- Written task -
Write out every record below verbatim, without changing any character.

- Exercise input -
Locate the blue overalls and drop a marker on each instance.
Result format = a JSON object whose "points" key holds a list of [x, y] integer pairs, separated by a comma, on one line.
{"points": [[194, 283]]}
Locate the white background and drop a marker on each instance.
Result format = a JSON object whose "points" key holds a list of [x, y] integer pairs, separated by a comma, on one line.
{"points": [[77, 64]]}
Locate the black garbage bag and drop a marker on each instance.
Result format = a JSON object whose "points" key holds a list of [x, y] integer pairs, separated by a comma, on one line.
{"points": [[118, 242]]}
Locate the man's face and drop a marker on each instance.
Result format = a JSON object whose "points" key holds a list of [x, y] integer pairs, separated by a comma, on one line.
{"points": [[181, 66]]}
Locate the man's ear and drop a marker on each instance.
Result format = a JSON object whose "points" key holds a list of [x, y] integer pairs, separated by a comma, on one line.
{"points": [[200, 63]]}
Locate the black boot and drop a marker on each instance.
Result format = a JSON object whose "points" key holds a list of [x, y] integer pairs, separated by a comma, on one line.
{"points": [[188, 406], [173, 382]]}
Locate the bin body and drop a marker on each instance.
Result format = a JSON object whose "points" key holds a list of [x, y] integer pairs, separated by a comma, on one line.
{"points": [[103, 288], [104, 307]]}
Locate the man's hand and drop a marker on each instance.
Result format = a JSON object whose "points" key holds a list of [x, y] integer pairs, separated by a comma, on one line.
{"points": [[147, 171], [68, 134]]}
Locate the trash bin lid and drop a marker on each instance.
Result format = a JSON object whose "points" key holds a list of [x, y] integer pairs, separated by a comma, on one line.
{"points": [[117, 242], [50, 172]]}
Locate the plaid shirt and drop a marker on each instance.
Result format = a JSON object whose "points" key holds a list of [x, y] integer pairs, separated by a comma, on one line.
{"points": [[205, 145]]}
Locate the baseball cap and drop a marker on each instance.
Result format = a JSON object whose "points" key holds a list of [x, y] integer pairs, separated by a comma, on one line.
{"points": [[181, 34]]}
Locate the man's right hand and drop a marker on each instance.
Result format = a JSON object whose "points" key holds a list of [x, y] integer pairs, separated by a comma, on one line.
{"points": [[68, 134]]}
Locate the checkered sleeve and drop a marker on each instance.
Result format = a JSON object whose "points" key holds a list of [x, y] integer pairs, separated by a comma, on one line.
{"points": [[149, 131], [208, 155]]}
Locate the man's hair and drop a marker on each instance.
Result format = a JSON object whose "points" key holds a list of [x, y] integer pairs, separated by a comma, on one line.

- Answer to the exercise -
Locate the blue overalls and drop a marker on each instance.
Result format = a JSON object whose "points" key holds a list of [x, y] integer pairs, separated by a comma, on one line.
{"points": [[194, 283]]}
Locate the white background and drop a marker on each instance.
Result format = a JSON object whose "points" key holds a list of [x, y] integer pairs, separated by a comma, on one line.
{"points": [[77, 64]]}
Locate the black garbage bag and drop a marker on each instance.
Result format = a JSON object whose "points" key holds a list of [x, y] integer pairs, separated by a comma, on one line.
{"points": [[118, 242]]}
Locate the man's face and drop a marker on each instance.
Result format = a JSON object whose "points" key holds a list of [x, y] integer pairs, separated by a comma, on one line.
{"points": [[181, 66]]}
Locate the man's ear and drop a marker on each instance.
Result format = a JSON object whose "points" key holds a list of [x, y] integer pairs, separated by a comma, on one line.
{"points": [[200, 63]]}
Locate the black boot and drop a marker on each instance.
Result format = a JSON object whose "points" key holds a list of [x, y] integer pairs, separated by a comma, on one line.
{"points": [[188, 406], [173, 382]]}
Locate the bin body and drop a marker on each instance.
Result format = a JSON object whose "points" key holds a list of [x, y] integer pairs, separated by a comma, on one line.
{"points": [[103, 288], [104, 307]]}
Locate the man's hand and drop a marker on each instance.
Result format = a JSON object whose "points" key holds a list of [x, y] integer pairs, separated by a comma, on one line.
{"points": [[147, 171], [68, 134]]}
Locate the trash bin lid and drop a marker on each instance.
Result format = a JSON object whose "points" key holds a list of [x, y] integer pairs, separated by a comma, on one line.
{"points": [[117, 242], [50, 172]]}
Locate the plaid shirt and drop a marker on each instance.
Result format = a JSON object whose "points" key holds a list of [x, y] integer pairs, separated by a comma, on one line.
{"points": [[205, 145]]}
Locate the baseball cap and drop a marker on each instance.
Result format = a JSON object whose "points" key holds a list of [x, y] integer pairs, separated by a comma, on one line.
{"points": [[181, 34]]}
Locate the man's right hand and drop a marker on each instance.
Result format = a JSON object whose "points" key holds a list of [x, y] integer pairs, separated by a comma, on one line.
{"points": [[68, 134]]}
Locate the checkered sleeve and drop a marker on each instance.
Result format = a JSON object whose "points" key holds a list of [x, y] integer pairs, separated by a comma, on one line.
{"points": [[149, 131], [208, 155]]}
Locate the man's hair and drop a marker on each instance.
Result format = a JSON object whose "points" key holds a list of [x, y] integer pairs, separated by a comma, on one line.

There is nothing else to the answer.